Rewrite the lines starting at the one containing "Mark every instance of the wooden" and ending at the one containing "x=539, y=589", replacing "fence post" with "railing" and leaving everything else as it is.

______________________________

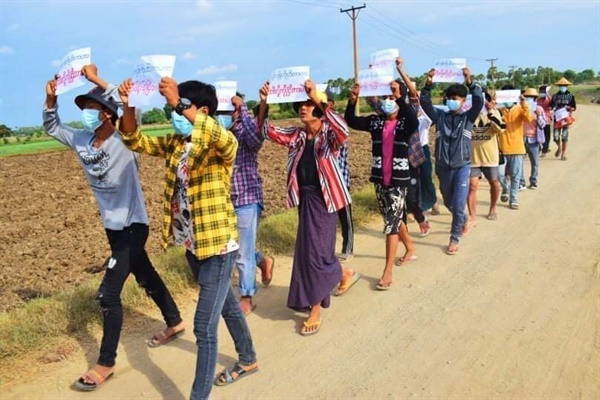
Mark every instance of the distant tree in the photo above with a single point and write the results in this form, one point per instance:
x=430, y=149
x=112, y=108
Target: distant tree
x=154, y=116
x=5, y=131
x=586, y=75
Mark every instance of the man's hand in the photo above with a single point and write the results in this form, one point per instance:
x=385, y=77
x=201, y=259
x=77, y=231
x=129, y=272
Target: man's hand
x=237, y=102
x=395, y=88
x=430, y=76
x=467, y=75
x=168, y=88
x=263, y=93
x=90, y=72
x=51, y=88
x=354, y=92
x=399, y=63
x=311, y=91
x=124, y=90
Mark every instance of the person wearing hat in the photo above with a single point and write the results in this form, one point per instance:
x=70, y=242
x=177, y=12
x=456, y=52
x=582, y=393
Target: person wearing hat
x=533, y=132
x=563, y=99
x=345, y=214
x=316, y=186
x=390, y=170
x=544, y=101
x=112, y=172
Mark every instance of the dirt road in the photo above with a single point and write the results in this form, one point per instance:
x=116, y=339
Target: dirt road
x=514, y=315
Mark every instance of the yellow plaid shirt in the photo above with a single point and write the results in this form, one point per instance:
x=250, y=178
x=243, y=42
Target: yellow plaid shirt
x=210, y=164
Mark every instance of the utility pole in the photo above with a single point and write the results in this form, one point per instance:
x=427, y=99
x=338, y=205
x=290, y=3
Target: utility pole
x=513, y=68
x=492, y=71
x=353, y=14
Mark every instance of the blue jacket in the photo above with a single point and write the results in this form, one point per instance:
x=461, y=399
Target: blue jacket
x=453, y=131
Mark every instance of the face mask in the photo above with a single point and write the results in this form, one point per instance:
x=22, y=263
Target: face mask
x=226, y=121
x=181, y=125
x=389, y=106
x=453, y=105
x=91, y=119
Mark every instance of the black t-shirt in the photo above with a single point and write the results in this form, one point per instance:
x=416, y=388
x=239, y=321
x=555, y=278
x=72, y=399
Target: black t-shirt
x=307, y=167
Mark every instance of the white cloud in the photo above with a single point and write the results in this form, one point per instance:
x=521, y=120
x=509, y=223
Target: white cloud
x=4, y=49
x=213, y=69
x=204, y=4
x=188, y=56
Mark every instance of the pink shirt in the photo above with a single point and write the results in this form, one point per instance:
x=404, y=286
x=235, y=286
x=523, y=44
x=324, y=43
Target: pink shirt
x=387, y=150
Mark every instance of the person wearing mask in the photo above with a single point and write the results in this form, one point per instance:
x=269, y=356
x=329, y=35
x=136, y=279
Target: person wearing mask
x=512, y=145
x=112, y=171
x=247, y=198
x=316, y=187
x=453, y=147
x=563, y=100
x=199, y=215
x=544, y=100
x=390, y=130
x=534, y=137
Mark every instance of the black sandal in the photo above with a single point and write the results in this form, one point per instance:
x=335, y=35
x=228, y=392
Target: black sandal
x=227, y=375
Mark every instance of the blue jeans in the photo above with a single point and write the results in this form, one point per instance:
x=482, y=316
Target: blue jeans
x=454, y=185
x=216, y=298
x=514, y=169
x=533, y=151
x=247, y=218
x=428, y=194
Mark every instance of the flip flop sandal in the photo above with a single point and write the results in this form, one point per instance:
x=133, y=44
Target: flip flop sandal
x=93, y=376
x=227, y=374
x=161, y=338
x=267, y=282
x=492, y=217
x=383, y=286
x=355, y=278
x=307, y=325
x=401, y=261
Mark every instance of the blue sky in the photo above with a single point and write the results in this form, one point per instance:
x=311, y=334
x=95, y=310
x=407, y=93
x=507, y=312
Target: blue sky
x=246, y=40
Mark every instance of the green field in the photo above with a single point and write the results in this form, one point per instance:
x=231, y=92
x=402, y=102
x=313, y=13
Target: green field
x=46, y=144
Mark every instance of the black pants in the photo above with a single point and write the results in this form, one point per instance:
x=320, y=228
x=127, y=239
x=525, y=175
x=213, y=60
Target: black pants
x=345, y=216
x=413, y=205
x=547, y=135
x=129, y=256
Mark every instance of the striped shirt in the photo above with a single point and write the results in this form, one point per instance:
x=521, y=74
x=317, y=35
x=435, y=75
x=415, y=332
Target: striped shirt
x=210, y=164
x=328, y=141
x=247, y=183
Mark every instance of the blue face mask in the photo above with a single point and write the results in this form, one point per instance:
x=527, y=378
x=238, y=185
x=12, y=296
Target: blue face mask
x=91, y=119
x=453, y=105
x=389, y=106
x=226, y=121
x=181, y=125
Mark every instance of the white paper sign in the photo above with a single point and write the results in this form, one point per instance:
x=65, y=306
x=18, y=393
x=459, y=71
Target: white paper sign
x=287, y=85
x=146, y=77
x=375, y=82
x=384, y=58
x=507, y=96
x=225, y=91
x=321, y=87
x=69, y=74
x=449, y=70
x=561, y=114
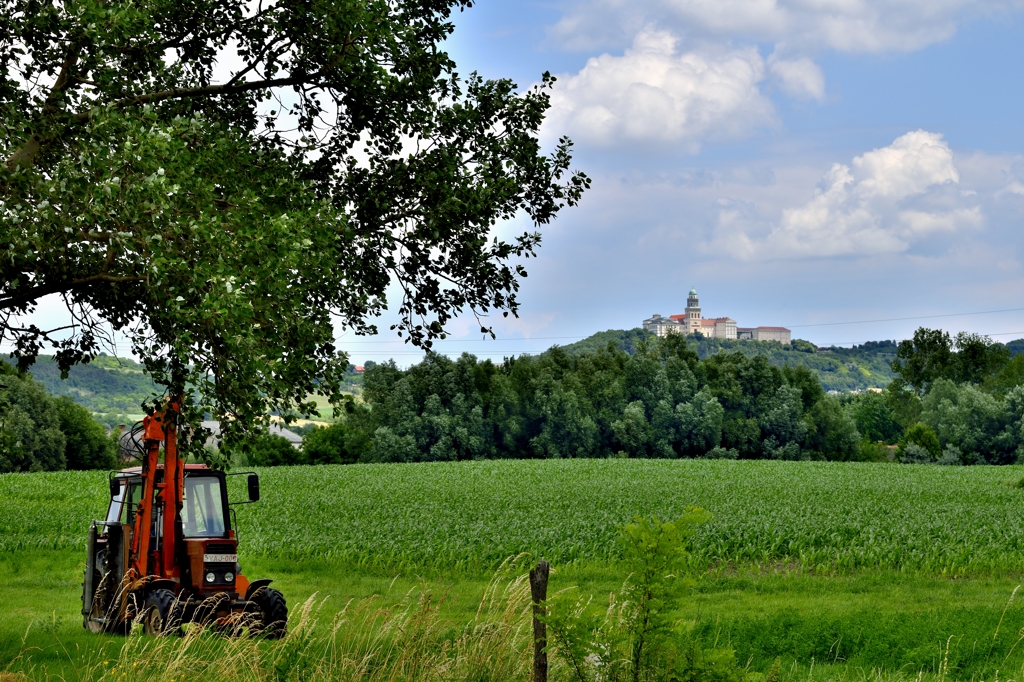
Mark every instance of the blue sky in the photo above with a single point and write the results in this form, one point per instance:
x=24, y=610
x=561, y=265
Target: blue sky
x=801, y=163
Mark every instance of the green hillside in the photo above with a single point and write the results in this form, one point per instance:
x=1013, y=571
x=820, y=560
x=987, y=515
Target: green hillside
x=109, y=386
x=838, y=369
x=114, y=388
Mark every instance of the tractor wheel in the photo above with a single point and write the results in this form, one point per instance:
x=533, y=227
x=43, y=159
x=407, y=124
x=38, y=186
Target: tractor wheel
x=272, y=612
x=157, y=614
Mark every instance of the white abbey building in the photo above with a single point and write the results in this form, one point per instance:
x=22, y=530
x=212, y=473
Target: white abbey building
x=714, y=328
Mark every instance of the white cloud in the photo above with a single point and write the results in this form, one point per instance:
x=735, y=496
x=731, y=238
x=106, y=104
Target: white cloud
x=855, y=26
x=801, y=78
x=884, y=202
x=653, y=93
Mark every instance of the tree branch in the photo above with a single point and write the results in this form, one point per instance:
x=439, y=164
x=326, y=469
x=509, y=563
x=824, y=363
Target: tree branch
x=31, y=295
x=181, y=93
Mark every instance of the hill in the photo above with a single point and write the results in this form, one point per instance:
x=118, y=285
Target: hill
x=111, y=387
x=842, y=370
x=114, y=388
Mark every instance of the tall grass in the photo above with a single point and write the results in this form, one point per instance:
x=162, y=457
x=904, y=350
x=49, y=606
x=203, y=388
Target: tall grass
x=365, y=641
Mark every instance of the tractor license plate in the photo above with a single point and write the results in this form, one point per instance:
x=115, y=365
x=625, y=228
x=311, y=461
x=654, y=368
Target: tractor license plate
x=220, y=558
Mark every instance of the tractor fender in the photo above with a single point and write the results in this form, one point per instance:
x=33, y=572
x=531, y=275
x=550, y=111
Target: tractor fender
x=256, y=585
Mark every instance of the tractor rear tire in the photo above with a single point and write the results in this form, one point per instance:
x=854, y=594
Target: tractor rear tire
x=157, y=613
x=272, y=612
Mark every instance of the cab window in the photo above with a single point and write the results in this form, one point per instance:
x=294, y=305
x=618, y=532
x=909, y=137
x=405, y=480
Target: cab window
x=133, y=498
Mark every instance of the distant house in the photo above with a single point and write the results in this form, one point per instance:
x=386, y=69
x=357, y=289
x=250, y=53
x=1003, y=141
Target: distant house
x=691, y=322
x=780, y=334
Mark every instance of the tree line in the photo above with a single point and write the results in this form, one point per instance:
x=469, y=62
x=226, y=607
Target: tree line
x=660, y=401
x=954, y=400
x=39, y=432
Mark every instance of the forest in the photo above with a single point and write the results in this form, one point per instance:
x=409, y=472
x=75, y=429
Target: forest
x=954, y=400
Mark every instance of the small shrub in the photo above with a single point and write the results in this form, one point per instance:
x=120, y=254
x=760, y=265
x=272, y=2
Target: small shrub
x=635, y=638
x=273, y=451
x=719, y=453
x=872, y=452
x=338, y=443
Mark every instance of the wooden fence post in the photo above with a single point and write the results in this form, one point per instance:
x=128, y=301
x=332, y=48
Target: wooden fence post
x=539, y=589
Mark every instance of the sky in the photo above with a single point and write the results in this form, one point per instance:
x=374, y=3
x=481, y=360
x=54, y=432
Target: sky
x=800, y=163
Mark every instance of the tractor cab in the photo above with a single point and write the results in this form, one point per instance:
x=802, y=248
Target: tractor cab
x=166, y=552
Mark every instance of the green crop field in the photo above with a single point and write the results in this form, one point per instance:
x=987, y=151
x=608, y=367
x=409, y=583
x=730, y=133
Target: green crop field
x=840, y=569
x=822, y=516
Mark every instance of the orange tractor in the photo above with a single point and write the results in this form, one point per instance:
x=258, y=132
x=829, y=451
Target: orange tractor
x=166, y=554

______________________________

● **ANSWER TO THE TASK**:
Mark every instance of the wooden railing in the photo above with a single point and write the results in this form, one point per instance:
x=128, y=301
x=332, y=48
Target: wooden railing
x=539, y=589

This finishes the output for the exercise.